> **EXERCISE PROMPT**
If an entry holds a picture, drop the picture and restate the rest word for word.
==== INFORMATION SHOWN ====
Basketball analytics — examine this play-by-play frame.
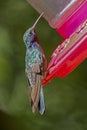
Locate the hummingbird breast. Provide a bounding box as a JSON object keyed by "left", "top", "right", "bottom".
{"left": 25, "top": 42, "right": 43, "bottom": 68}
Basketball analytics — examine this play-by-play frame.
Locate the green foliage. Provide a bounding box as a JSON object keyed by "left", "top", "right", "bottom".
{"left": 0, "top": 0, "right": 87, "bottom": 130}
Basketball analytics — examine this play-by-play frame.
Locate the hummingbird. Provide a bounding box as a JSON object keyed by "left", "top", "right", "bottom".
{"left": 23, "top": 12, "right": 47, "bottom": 115}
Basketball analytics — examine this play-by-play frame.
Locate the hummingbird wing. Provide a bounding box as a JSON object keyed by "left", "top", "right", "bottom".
{"left": 26, "top": 60, "right": 44, "bottom": 113}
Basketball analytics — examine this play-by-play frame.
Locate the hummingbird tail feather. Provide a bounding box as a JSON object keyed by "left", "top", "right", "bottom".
{"left": 38, "top": 86, "right": 45, "bottom": 115}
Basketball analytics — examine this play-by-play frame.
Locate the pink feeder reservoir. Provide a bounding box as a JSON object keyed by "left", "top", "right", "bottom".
{"left": 27, "top": 0, "right": 87, "bottom": 85}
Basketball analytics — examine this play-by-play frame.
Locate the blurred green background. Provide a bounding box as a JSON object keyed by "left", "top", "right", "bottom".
{"left": 0, "top": 0, "right": 87, "bottom": 130}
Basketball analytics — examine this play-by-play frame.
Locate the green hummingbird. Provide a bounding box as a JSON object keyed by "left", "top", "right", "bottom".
{"left": 23, "top": 12, "right": 47, "bottom": 115}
====
> **EXERCISE SOLUTION**
Basketball analytics — examine this play-by-play frame.
Locate the hummingbird breast. Provide a bounding box as a JSON object keyed by "left", "top", "right", "bottom".
{"left": 25, "top": 42, "right": 43, "bottom": 68}
Basketball analytics — examine this play-by-play frame.
Locate the green foliage. Provide a bounding box as a JSON object keyed by "left", "top", "right", "bottom".
{"left": 0, "top": 0, "right": 87, "bottom": 130}
Basketball analytics — examine this play-by-play frame.
Locate the hummingbird. Provide a bounding box as a JSON object keyed by "left", "top", "right", "bottom".
{"left": 23, "top": 12, "right": 47, "bottom": 115}
Basketball analytics — examine this play-by-play frame.
Locate the hummingbird wing. Provide a bounding box as a JSON object keyed by "left", "top", "right", "bottom".
{"left": 26, "top": 60, "right": 44, "bottom": 113}
Basketball analytics — examine this play-by-play frame.
Locate the hummingbird tail feather. Provide a bounding box as a JSON object keyed by "left", "top", "right", "bottom".
{"left": 38, "top": 86, "right": 45, "bottom": 115}
Basketball analytics — examine this play-by-play frame.
Locate the pink feeder reservoir. Provide a bounding box as a JSON object keyed by "left", "top", "right", "bottom".
{"left": 27, "top": 0, "right": 87, "bottom": 85}
Basketball analytics — examine this play-by-play frame.
Locate the blurred green background. Provide a bounding box as a JSON object keyed by "left", "top", "right", "bottom".
{"left": 0, "top": 0, "right": 87, "bottom": 130}
Basketball analytics — examine this play-by-play frame.
Locate the green hummingbird. Provide a bounding box as a JSON object keyed by "left", "top", "right", "bottom".
{"left": 23, "top": 12, "right": 47, "bottom": 115}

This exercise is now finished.